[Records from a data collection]
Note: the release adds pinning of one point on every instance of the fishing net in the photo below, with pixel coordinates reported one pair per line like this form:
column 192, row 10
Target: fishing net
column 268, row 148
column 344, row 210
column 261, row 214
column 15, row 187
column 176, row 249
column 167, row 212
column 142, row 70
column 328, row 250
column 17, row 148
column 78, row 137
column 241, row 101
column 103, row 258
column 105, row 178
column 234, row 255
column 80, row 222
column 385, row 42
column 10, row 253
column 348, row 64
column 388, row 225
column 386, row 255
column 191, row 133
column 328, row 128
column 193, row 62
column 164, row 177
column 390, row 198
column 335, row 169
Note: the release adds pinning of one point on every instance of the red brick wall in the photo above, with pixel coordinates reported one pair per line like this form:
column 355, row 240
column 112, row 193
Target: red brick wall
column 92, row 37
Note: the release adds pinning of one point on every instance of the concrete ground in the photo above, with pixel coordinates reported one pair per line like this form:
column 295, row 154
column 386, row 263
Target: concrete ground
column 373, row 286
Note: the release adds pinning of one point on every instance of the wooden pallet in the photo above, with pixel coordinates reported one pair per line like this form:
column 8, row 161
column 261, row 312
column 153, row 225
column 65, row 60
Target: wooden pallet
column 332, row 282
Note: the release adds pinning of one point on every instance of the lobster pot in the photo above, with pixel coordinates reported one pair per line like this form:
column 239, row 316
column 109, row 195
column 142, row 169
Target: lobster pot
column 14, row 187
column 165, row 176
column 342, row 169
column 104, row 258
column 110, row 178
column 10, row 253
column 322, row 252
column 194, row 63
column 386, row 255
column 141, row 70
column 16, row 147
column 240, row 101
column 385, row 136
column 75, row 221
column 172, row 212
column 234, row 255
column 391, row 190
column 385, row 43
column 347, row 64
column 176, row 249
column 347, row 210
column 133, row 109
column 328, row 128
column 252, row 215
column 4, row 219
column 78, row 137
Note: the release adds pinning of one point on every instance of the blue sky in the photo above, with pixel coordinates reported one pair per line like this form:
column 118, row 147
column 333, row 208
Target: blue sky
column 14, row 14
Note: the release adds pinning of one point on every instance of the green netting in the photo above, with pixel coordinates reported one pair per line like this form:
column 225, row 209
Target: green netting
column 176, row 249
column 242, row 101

* WHAT YOU NEED TO DO: Copy range, inclusive: the line holding "of the wooden" to the line holding "column 142, row 169". Reproduce exactly those lines of the records above and no others.

* TASK RESPONSE:
Note: the release adds pinning of one point on every instance of the wooden pallet in the photo above, with pixel coordinates reported one pair per line like this form:
column 8, row 161
column 261, row 312
column 153, row 225
column 65, row 60
Target: wooden pallet
column 332, row 282
Note: the release adds pinning of one point on every instance of the lobster pot in the photo above, with pixel coordinates reported one pair per line like this form:
column 239, row 316
column 109, row 195
column 142, row 169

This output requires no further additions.